■ Work task
Given the material below, return only the lines starting at the line with "find the owl's mottled" and ending at the line with "find the black face mask in the photo above", exactly as they appear.
##########
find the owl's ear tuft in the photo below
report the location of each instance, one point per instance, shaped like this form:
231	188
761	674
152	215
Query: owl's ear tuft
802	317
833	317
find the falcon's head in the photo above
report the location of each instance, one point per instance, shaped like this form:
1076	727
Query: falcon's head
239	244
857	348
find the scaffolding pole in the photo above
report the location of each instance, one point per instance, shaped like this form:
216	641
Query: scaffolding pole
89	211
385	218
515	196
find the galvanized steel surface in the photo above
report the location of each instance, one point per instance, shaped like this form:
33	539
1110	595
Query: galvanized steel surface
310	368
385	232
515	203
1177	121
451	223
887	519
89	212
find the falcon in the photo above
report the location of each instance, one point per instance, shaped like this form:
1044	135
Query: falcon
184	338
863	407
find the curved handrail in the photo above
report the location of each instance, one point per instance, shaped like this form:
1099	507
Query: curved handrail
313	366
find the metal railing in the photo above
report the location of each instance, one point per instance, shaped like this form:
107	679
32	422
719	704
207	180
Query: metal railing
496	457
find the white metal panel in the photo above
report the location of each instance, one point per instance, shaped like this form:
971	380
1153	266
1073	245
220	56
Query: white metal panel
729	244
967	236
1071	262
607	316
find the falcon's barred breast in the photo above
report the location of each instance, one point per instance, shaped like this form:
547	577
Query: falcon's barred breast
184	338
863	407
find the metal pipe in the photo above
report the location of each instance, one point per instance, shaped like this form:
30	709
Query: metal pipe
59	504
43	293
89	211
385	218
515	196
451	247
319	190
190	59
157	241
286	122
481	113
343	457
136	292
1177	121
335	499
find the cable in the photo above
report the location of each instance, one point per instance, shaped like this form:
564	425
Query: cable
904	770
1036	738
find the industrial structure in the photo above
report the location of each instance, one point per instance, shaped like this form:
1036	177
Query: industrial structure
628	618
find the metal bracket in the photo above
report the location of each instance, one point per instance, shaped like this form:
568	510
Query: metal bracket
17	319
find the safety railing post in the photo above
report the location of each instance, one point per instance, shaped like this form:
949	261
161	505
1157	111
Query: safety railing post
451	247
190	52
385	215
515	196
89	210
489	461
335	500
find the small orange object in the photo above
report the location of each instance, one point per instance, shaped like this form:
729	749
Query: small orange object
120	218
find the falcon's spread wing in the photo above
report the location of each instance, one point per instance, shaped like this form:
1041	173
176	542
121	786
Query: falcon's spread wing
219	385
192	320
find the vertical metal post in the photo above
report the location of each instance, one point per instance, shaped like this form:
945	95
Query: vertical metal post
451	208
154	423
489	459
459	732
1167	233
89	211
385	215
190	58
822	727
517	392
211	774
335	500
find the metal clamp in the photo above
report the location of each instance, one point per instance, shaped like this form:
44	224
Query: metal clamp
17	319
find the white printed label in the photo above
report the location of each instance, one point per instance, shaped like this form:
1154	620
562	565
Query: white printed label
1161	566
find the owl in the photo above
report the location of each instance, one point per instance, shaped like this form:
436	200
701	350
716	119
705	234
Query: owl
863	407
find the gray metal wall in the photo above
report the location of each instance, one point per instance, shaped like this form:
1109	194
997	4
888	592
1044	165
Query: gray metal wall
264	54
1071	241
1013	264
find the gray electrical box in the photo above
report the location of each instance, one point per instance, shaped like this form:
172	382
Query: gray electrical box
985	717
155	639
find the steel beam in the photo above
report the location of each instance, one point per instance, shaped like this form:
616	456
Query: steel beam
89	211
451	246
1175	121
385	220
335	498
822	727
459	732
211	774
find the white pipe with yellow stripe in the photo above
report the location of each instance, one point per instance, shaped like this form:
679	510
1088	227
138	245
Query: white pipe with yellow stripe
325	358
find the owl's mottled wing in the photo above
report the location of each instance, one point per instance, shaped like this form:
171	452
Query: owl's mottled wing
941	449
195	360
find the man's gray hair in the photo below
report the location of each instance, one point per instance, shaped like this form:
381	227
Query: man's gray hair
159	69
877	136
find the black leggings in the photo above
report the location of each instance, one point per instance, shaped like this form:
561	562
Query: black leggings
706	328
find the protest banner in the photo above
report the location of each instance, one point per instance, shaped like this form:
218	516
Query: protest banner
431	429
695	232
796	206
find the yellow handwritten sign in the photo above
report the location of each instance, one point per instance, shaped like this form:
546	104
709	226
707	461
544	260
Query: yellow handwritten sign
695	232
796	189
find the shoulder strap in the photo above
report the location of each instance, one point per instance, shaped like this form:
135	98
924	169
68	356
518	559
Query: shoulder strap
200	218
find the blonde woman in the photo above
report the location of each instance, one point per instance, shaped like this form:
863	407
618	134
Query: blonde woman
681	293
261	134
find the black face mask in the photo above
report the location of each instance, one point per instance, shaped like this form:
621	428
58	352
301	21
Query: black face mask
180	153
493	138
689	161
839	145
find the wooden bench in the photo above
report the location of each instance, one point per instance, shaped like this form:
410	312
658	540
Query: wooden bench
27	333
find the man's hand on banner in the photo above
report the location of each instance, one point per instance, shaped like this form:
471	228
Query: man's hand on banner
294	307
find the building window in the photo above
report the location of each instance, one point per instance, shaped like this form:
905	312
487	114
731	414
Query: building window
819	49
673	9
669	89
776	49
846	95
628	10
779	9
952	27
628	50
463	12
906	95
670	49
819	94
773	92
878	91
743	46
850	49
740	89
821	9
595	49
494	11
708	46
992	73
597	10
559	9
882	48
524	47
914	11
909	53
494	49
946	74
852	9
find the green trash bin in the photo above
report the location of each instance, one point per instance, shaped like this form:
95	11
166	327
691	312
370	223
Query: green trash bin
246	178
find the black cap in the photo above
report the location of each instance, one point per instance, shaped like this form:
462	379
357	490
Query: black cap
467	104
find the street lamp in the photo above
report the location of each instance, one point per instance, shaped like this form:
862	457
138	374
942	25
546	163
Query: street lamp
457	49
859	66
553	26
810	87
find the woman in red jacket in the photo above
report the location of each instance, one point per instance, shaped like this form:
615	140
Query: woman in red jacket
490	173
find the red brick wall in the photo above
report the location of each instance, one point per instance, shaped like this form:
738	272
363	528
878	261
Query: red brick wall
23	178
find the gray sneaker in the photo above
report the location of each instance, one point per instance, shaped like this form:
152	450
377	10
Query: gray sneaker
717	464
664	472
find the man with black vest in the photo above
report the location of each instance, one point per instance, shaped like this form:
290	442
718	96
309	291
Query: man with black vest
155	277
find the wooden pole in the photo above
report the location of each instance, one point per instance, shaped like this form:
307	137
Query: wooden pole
##########
■ Answer box
find the owl's mottled wing in the photo above
report the location of each instance, one point per instance, shaped like this form:
171	452
Query: owl's mottled wing
941	449
195	360
find the man's gray hair in the photo below
report the location of each instance, one point per instance, shaped like this form:
381	227
Query: man's gray hair
159	69
877	136
find the black leggings in the photo above
report the location of each instance, one point per instance, shaped like this form:
561	562
Query: black leggings
706	328
find the protest banner in the photo above
report the location of each instance, one point per instance, shaped like this form:
218	516
Query: protest banner
431	429
695	232
796	206
find the yellow handwritten sign in the photo above
report the location of each instance, one point per instance, shaped like this form:
546	104
709	226
707	461
544	260
Query: yellow handwritten sign
695	232
796	189
find the shoulder strap in the photo above
report the location of each instance, one point per instance, shaped like this form:
135	98
924	169
68	356
518	559
Query: shoulder strap
200	218
find the blonde woman in the photo above
report the location of each instance, one point per instance, shaped like this form:
863	407
618	134
Query: blonde woman
681	293
261	134
find the black face mask in the photo above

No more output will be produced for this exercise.